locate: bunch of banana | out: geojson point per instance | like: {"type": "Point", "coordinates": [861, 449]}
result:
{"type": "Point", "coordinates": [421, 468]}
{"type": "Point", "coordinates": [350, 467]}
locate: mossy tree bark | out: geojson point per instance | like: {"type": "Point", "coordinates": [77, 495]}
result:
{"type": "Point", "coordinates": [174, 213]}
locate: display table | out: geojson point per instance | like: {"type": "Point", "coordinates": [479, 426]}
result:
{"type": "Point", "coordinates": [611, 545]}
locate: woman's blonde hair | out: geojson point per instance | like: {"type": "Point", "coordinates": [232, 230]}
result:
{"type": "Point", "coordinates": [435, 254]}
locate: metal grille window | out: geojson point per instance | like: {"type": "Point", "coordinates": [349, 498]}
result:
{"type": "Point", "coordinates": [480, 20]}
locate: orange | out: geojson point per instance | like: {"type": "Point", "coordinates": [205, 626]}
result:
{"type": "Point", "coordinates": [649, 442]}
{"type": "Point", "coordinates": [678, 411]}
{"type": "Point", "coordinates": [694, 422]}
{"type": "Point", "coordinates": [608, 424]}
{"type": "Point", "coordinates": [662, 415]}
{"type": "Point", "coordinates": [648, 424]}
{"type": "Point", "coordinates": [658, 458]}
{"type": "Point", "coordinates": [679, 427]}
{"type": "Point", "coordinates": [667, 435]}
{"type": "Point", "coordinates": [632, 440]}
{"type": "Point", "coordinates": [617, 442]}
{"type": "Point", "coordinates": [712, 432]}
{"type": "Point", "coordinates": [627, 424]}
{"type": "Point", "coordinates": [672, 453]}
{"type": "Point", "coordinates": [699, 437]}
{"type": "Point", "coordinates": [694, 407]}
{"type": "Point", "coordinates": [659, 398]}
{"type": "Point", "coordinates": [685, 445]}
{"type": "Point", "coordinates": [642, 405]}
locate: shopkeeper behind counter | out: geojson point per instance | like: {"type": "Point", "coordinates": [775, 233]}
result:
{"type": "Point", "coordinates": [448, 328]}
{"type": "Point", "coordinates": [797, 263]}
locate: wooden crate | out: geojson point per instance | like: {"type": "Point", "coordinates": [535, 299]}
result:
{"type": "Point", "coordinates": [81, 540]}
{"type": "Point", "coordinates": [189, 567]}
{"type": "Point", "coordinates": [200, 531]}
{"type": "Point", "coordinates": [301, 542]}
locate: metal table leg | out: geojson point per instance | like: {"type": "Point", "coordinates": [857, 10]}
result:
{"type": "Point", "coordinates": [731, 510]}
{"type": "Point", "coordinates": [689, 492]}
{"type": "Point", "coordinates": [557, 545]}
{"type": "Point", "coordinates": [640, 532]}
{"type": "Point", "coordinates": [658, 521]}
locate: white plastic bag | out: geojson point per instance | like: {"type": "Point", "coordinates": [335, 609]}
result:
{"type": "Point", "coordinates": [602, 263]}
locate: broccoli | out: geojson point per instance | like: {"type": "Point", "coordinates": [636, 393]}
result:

Problem statement
Rewrite the stretch from the line containing "locate: wooden crate" through the last of the rows as a numbered list, leaving out any blank lines.

Final answer
1. locate: wooden crate | out: geojson point per instance | like: {"type": "Point", "coordinates": [535, 299]}
2. result:
3. {"type": "Point", "coordinates": [81, 540]}
4. {"type": "Point", "coordinates": [189, 567]}
5. {"type": "Point", "coordinates": [200, 531]}
6. {"type": "Point", "coordinates": [301, 542]}
7. locate: metal table leg | out: geojson point per instance | like: {"type": "Point", "coordinates": [857, 10]}
8. result:
9. {"type": "Point", "coordinates": [731, 510]}
10. {"type": "Point", "coordinates": [689, 492]}
11. {"type": "Point", "coordinates": [557, 545]}
12. {"type": "Point", "coordinates": [640, 532]}
13. {"type": "Point", "coordinates": [658, 521]}
14. locate: white plastic bag | out: geojson point per instance | like: {"type": "Point", "coordinates": [335, 609]}
15. result:
16. {"type": "Point", "coordinates": [602, 263]}
17. locate: broccoli | out: geojson point per instance | like: {"type": "Point", "coordinates": [636, 393]}
18. result:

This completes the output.